» Direction a
Reproduce the passage about Trump and Joe Biden word for word, in full.

Every one of these people would be a better president than Trump by an astronomically wide margin. It will be intensely interesting to see which one, if any, emerges as the strongest candidate.
Trump wants to remain in office indefinitely. He knows that if he were reduced to being an ordinary citizen, he’d be subject to prosecution and probable conviction and incarceration. Unlike some thugs, he thinks out loud:
“I can tell you I have the support of the police, the support of the military, the support of the Bikers for Trump — I have the tough people, but they don’t play it tough — until they go to a certain point, and then it would be very bad, very bad.”
Most Republicans support him.
I’m traveling this week and am suspending this blog until Saturday March 16th.
Apparently Joe Biden is about to enter the race for the Democratic presidential nomination. He’s already leading the Washington PostPundit 2020 Power Ranking. Biden has the most impressive experience of any of the candidates, but I wish he’d drop out. He’s significantly older than Trump. For anyone with a strong sense of responsibility (which of course excludes Trump), being president of the United States is one of the most stressful and demanding jobs in the world; it’s not for someone who will be entering his eighties during his first term, and Biden has already endured extraordinary personal stress in his family, which may be the reason he’s shown himself to be ambivalent about running. He is known for gaffes, and it’s likely that he would make some gaffes during the campaign. If he does, it will be attributed by his foes to his advancing age. He sometimes shows poor judgment, for example recently in calling Pence “a decent man.” If Biden doesn’t know that Pence isn’t a decent man, there’s something wrong with him. If he does know, and said it anyway, there’s something wrong with him. If Biden becomes the Democratic nominee, I will strongly support him. He would be an infinitely better president than Trump.

Records from a collection:

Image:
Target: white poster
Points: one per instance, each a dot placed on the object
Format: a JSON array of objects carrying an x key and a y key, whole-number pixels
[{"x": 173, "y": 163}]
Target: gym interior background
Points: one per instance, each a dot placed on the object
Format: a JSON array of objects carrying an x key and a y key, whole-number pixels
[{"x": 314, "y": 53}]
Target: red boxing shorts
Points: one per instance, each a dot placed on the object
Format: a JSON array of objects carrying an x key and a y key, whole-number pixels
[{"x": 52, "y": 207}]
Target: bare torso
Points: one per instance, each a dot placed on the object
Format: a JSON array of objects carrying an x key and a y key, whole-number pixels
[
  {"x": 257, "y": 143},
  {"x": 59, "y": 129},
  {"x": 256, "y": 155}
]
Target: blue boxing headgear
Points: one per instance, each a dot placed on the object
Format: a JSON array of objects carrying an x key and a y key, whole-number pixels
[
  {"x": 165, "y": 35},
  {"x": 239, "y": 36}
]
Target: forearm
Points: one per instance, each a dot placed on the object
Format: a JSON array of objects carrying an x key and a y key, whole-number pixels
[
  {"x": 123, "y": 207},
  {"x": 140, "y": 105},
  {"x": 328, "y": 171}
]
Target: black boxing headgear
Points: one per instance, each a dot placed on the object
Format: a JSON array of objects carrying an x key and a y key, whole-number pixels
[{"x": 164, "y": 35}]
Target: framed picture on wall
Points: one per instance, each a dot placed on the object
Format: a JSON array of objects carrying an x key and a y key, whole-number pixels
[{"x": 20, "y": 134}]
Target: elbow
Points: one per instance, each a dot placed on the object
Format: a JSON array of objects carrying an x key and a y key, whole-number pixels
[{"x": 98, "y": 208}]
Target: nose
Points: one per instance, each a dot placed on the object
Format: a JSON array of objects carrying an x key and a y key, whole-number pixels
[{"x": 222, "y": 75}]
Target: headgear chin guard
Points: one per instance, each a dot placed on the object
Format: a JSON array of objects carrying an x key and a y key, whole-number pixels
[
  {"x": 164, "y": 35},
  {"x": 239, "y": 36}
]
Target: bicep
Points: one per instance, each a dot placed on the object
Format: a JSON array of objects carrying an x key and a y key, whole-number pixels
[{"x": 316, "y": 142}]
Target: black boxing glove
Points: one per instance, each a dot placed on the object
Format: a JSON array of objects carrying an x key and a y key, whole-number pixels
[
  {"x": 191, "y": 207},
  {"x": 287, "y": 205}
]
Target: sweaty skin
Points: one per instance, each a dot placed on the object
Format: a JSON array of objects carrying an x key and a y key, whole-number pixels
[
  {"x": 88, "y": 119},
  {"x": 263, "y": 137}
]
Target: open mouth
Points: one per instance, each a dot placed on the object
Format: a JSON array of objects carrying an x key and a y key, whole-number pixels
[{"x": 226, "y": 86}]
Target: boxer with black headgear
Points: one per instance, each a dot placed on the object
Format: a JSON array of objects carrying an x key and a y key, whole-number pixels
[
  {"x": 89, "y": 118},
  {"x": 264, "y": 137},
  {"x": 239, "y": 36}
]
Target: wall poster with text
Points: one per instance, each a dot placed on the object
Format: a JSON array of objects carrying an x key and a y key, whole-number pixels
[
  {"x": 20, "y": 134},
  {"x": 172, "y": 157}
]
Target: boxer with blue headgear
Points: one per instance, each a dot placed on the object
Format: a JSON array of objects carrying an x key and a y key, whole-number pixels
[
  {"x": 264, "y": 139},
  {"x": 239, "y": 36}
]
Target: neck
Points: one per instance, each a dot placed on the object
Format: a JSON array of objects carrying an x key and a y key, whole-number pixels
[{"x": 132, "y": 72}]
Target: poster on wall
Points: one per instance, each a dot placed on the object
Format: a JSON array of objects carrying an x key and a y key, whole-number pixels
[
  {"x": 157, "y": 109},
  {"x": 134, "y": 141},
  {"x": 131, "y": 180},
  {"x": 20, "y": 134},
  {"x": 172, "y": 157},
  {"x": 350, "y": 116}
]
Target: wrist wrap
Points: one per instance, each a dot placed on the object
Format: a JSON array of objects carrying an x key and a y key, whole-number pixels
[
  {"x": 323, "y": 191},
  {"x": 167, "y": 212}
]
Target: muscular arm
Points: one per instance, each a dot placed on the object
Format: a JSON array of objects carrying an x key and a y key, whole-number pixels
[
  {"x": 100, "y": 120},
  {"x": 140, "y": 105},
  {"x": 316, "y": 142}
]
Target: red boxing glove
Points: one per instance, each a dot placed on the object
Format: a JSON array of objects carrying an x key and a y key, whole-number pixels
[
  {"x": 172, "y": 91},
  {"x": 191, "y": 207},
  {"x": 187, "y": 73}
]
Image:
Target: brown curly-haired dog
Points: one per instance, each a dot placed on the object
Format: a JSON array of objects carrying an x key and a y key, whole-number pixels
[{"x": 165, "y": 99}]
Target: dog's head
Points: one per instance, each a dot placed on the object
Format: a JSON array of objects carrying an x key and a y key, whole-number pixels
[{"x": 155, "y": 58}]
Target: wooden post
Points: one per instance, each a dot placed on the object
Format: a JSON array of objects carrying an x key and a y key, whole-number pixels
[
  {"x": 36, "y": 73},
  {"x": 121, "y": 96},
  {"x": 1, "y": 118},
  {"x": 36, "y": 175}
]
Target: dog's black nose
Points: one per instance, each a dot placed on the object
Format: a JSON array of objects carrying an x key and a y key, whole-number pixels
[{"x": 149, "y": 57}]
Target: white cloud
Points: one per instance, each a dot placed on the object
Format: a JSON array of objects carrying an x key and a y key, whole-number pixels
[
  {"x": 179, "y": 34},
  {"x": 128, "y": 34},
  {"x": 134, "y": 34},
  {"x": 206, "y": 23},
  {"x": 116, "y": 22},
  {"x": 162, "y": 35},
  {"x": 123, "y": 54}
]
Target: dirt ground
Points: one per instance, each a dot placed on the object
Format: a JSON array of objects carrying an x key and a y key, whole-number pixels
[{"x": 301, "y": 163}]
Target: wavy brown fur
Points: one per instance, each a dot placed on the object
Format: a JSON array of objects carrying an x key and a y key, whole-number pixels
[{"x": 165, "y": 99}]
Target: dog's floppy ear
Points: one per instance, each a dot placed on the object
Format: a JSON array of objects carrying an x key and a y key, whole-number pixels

» Direction b
Report each line of the entries that contains the string "boxer", counting only matches with the same letter case.

» Full response a
Every one of these people would be a better president than Trump by an astronomically wide margin. It will be intensely interesting to see which one, if any, emerges as the strongest candidate.
Trump wants to remain in office indefinitely. He knows that if he were reduced to being an ordinary citizen, he’d be subject to prosecution and probable conviction and incarceration. Unlike some thugs, he thinks out loud:
“I can tell you I have the support of the police, the support of the military, the support of the Bikers for Trump — I have the tough people, but they don’t play it tough — until they go to a certain point, and then it would be very bad, very bad.”
Most Republicans support him.
I’m traveling this week and am suspending this blog until Saturday March 16th.
Apparently Joe Biden is about to enter the race for the Democratic presidential nomination. He’s already leading the Washington PostPundit 2020 Power Ranking. Biden has the most impressive experience of any of the candidates, but I wish he’d drop out. He’s significantly older than Trump. For anyone with a strong sense of responsibility (which of course excludes Trump), being president of the United States is one of the most stressful and demanding jobs in the world; it’s not for someone who will be entering his eighties during his first term, and Biden has already endured extraordinary personal stress in his family, which may be the reason he’s shown himself to be ambivalent about running. He is known for gaffes, and it’s likely that he would make some gaffes during the campaign. If he does, it will be attributed by his foes to his advancing age. He sometimes shows poor judgment, for example recently in calling Pence “a decent man.” If Biden doesn’t know that Pence isn’t a decent man, there’s something wrong with him. If he does know, and said it anyway, there’s something wrong with him. If Biden becomes the Democratic nominee, I will strongly support him. He would be an infinitely better president than Trump.

» Full response b
Target: boxer with black headgear
Target: boxer with blue headgear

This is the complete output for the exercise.